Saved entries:
□ □ □

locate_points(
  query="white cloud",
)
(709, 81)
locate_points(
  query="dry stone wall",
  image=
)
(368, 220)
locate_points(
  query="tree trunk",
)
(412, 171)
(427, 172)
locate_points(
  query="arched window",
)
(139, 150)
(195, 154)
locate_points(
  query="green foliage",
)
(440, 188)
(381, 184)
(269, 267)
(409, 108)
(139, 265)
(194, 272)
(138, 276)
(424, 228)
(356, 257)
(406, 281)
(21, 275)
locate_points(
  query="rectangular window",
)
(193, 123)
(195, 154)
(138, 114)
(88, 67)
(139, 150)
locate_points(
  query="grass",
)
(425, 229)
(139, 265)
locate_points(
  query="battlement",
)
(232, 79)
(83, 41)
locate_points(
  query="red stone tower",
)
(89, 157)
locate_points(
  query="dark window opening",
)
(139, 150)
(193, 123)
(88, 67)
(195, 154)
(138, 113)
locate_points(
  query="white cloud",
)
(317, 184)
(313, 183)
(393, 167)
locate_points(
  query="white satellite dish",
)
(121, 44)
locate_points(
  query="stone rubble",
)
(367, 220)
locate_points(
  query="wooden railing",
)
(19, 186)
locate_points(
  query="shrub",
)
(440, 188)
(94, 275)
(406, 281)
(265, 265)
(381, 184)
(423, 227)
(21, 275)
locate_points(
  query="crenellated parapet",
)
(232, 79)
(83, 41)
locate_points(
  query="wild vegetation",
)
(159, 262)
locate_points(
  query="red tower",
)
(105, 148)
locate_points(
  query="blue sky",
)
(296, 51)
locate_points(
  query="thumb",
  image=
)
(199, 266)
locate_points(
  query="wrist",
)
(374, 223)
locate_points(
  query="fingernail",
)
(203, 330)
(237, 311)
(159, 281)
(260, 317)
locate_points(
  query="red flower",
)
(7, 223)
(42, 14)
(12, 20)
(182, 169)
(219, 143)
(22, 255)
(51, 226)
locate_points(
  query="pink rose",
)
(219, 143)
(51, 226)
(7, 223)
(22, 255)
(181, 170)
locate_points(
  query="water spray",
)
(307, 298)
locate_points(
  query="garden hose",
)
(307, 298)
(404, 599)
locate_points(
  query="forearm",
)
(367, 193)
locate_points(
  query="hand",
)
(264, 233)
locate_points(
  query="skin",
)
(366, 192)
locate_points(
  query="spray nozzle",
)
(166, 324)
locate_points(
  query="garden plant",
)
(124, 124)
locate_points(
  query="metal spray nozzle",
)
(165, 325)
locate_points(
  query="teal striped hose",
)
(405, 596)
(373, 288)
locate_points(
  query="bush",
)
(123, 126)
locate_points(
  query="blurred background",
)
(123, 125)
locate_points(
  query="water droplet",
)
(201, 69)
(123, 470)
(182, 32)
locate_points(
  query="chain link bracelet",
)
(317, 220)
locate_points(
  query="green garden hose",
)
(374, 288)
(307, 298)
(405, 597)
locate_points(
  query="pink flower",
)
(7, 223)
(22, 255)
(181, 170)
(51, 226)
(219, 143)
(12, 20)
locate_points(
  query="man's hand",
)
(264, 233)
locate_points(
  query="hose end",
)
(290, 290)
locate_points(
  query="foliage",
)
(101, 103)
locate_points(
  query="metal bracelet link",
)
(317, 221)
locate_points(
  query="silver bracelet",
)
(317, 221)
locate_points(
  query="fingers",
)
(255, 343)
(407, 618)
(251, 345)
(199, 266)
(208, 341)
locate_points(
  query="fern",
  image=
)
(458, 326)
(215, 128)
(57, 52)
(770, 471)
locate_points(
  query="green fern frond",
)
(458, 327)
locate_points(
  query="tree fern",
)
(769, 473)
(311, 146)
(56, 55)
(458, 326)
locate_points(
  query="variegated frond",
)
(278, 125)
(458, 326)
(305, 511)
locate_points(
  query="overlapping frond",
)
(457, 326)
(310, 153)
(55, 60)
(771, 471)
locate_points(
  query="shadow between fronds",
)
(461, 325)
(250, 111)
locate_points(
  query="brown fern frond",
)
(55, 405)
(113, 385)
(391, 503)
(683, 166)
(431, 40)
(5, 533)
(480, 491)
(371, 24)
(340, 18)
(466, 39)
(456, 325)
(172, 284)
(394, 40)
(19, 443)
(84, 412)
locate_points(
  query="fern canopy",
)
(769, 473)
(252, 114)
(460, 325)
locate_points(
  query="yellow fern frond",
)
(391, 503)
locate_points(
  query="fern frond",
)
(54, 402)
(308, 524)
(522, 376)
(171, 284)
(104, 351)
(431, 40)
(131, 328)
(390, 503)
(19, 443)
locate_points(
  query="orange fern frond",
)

□ □ □

Lines above that contain the string "water" make up the answer.

Response area:
  query="water spray",
  query="water droplet",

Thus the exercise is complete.